Stored items from a collection:
[Start]
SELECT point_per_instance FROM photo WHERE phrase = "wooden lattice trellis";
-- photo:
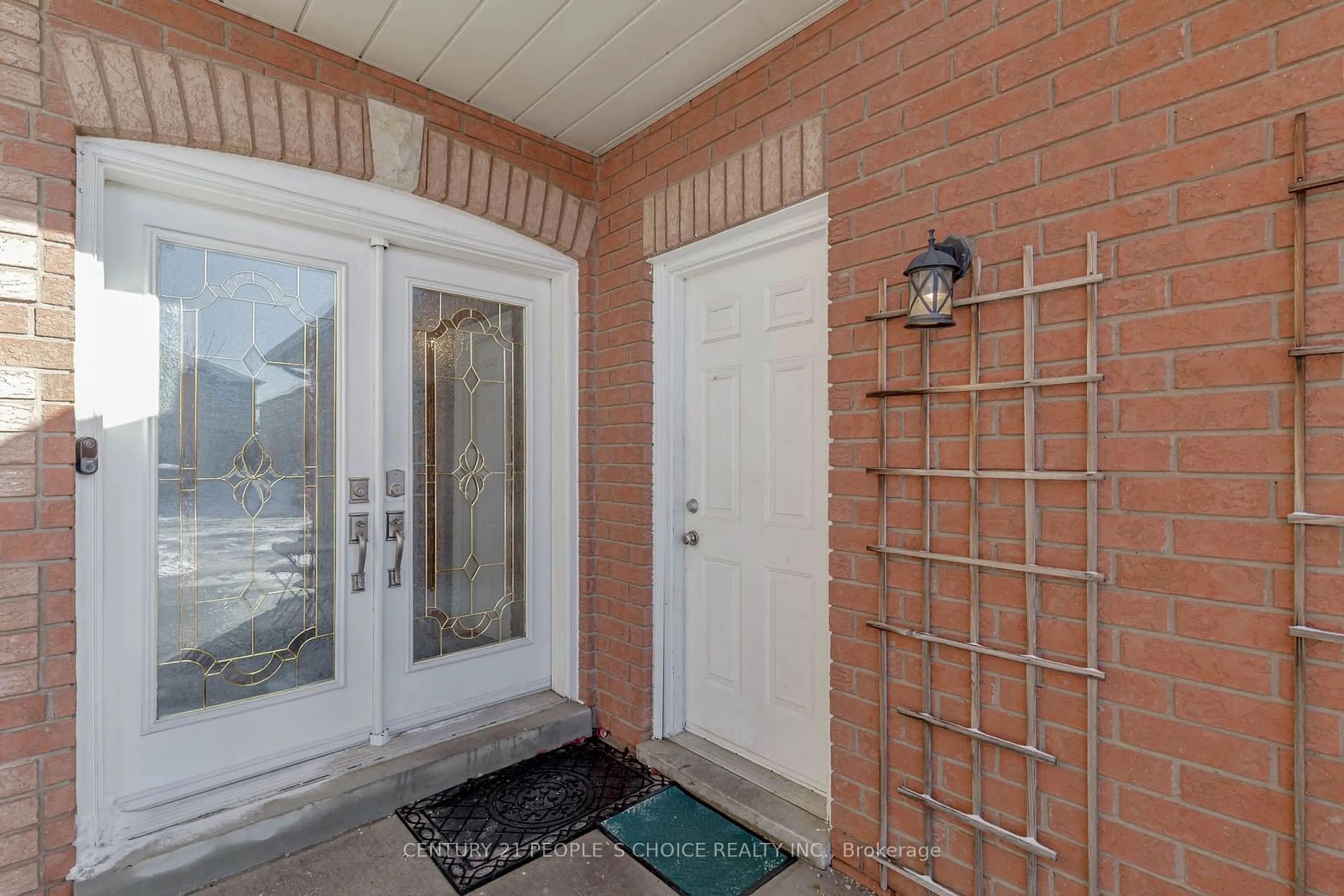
(1302, 630)
(1030, 569)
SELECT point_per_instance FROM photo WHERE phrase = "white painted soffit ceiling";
(589, 73)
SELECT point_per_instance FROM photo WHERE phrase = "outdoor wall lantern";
(932, 276)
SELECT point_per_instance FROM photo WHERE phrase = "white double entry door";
(318, 481)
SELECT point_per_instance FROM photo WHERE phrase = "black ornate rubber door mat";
(490, 825)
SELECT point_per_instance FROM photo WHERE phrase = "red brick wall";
(37, 331)
(1166, 127)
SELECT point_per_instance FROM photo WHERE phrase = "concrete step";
(760, 800)
(371, 784)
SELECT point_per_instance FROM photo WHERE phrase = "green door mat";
(694, 849)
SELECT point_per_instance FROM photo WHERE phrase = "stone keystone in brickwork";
(118, 91)
(397, 136)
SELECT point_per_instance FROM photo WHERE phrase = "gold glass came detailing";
(468, 454)
(246, 477)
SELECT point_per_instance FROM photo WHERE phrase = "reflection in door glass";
(468, 454)
(246, 477)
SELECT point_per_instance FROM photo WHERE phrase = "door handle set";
(397, 532)
(359, 535)
(396, 522)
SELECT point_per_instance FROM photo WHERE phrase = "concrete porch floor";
(374, 860)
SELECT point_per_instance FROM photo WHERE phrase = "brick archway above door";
(119, 91)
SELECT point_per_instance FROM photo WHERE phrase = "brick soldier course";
(1166, 126)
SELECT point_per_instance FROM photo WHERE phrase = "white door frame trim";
(332, 203)
(670, 273)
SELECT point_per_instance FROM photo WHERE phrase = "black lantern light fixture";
(932, 276)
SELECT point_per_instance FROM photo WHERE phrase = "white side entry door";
(756, 484)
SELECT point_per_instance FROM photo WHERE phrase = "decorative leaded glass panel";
(468, 453)
(246, 477)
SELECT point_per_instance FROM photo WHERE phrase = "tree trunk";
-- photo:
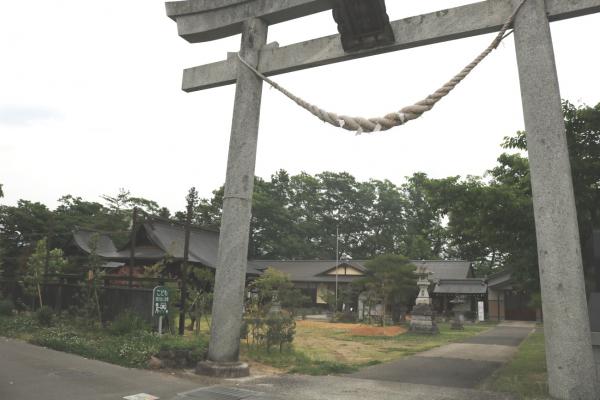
(40, 295)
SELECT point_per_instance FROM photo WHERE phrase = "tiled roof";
(461, 286)
(312, 270)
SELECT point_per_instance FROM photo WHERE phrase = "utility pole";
(337, 256)
(186, 250)
(132, 249)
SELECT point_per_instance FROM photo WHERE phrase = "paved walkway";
(461, 365)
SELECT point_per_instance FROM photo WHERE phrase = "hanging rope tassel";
(360, 124)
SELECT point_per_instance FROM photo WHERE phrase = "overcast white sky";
(90, 102)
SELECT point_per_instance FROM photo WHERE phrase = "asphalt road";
(29, 372)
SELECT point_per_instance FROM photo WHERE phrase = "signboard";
(480, 311)
(160, 301)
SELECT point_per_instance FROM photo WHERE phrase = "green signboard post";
(160, 304)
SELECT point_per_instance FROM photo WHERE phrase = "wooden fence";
(63, 292)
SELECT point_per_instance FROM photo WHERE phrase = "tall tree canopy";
(488, 219)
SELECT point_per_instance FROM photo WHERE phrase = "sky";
(90, 102)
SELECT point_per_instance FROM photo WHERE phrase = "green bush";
(346, 316)
(281, 329)
(45, 316)
(128, 322)
(6, 307)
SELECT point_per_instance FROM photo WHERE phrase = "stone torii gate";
(571, 369)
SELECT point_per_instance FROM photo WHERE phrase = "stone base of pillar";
(457, 322)
(422, 320)
(223, 369)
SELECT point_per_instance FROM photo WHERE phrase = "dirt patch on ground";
(353, 329)
(325, 325)
(367, 330)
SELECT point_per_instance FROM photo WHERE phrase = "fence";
(62, 292)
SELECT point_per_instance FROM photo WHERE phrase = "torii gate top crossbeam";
(455, 23)
(205, 20)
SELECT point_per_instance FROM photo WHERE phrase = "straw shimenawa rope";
(360, 124)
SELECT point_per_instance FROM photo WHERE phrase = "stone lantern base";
(422, 320)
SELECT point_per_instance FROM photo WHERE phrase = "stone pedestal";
(223, 369)
(422, 320)
(458, 321)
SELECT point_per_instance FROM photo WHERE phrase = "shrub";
(470, 315)
(127, 322)
(45, 316)
(179, 352)
(346, 316)
(6, 307)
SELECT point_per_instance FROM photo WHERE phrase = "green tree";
(583, 139)
(392, 277)
(42, 262)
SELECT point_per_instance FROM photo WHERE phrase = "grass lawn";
(319, 347)
(131, 349)
(325, 348)
(525, 375)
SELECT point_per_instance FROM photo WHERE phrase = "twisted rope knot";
(405, 114)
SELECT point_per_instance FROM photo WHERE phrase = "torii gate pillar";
(223, 350)
(571, 368)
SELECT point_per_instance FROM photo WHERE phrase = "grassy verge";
(525, 375)
(129, 350)
(321, 348)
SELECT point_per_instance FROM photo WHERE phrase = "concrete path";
(460, 365)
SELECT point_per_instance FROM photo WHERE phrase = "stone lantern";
(422, 320)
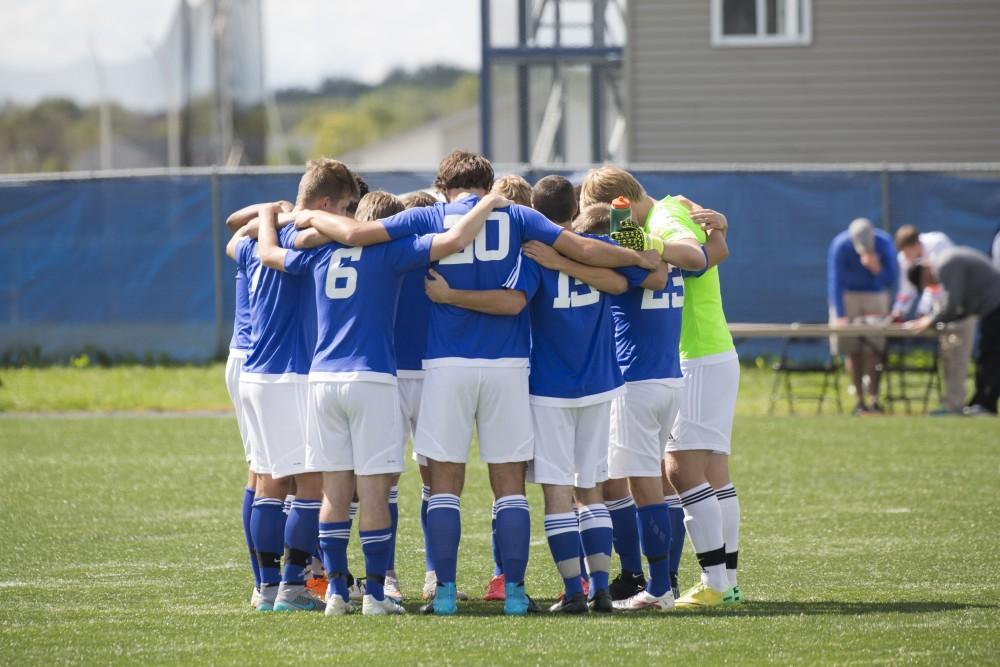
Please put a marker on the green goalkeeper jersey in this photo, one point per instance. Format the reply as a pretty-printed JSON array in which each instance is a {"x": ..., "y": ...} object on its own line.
[{"x": 704, "y": 330}]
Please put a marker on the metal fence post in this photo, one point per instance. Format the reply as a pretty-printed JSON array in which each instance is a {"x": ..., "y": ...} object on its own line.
[
  {"x": 885, "y": 197},
  {"x": 220, "y": 337}
]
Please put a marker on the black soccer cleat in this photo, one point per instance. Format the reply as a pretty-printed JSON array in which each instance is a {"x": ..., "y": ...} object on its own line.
[
  {"x": 601, "y": 602},
  {"x": 577, "y": 604},
  {"x": 627, "y": 584}
]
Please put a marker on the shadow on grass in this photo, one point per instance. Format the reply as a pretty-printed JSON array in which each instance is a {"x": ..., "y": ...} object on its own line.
[{"x": 478, "y": 608}]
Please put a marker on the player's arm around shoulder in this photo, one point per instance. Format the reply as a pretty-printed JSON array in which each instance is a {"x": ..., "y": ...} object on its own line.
[
  {"x": 272, "y": 255},
  {"x": 489, "y": 302},
  {"x": 605, "y": 280},
  {"x": 465, "y": 230}
]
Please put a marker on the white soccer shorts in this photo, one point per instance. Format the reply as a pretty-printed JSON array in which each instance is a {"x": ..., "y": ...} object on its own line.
[
  {"x": 571, "y": 445},
  {"x": 706, "y": 417},
  {"x": 494, "y": 398},
  {"x": 274, "y": 410},
  {"x": 410, "y": 390},
  {"x": 355, "y": 426},
  {"x": 641, "y": 420}
]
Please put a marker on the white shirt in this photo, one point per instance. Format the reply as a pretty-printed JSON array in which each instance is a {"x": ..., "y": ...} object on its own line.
[{"x": 934, "y": 243}]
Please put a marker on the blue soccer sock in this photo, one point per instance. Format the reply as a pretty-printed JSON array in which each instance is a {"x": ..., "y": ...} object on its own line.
[
  {"x": 267, "y": 531},
  {"x": 494, "y": 545},
  {"x": 562, "y": 533},
  {"x": 300, "y": 538},
  {"x": 425, "y": 495},
  {"x": 333, "y": 538},
  {"x": 248, "y": 498},
  {"x": 394, "y": 519},
  {"x": 596, "y": 535},
  {"x": 625, "y": 533},
  {"x": 375, "y": 546},
  {"x": 513, "y": 536},
  {"x": 677, "y": 534},
  {"x": 654, "y": 534},
  {"x": 444, "y": 527}
]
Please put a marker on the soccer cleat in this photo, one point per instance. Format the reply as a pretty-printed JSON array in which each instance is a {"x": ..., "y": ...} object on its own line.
[
  {"x": 356, "y": 588},
  {"x": 318, "y": 586},
  {"x": 601, "y": 603},
  {"x": 732, "y": 597},
  {"x": 627, "y": 584},
  {"x": 573, "y": 605},
  {"x": 443, "y": 603},
  {"x": 268, "y": 594},
  {"x": 385, "y": 607},
  {"x": 644, "y": 600},
  {"x": 391, "y": 589},
  {"x": 699, "y": 597},
  {"x": 338, "y": 606},
  {"x": 516, "y": 601},
  {"x": 495, "y": 589},
  {"x": 296, "y": 597}
]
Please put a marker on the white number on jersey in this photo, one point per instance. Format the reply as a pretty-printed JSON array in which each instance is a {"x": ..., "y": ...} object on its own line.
[
  {"x": 666, "y": 298},
  {"x": 570, "y": 297},
  {"x": 478, "y": 249},
  {"x": 348, "y": 274}
]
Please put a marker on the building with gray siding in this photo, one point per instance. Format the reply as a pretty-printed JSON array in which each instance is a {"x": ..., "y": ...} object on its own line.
[{"x": 813, "y": 81}]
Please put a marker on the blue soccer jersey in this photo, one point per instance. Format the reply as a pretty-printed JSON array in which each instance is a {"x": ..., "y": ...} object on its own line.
[
  {"x": 413, "y": 313},
  {"x": 241, "y": 318},
  {"x": 460, "y": 337},
  {"x": 282, "y": 332},
  {"x": 648, "y": 331},
  {"x": 355, "y": 296},
  {"x": 573, "y": 360}
]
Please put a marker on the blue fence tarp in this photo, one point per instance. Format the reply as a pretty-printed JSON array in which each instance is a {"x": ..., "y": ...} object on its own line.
[{"x": 128, "y": 266}]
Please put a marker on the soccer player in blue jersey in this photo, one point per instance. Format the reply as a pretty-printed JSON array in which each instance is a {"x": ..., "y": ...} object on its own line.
[
  {"x": 476, "y": 363},
  {"x": 352, "y": 381},
  {"x": 274, "y": 393},
  {"x": 239, "y": 347},
  {"x": 647, "y": 333}
]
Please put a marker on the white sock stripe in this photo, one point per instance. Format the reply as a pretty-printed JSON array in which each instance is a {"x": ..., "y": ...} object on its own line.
[
  {"x": 620, "y": 504},
  {"x": 340, "y": 533}
]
[End]
#### What is expected:
Repeat exactly the lines starting at the line with "Please put a marker on the blue fence" and ending with the final line of the entries. Include nothing else.

#### Solved problem:
Please put a marker on the blue fence tarp in this photo, one point per instance. Format the reply as a pretty-printed JSON array in which each instance is a {"x": ..., "y": ...} object on its own line.
[{"x": 128, "y": 266}]
Please put a marker on the soccer player in blue jersey in this photo, one point per instance. Format the reply as a pretty-printed JSON array in which each instance is a {"x": ..., "y": ...} object on its own line.
[
  {"x": 476, "y": 363},
  {"x": 352, "y": 381},
  {"x": 274, "y": 393},
  {"x": 239, "y": 347},
  {"x": 647, "y": 333}
]
Please put a marker on the white sock stripe in this photo, one point per instance. Format the reply as a pretty-printed JSON array in which each instance is a {"x": ..., "y": ...} object on its own line.
[
  {"x": 620, "y": 504},
  {"x": 340, "y": 533}
]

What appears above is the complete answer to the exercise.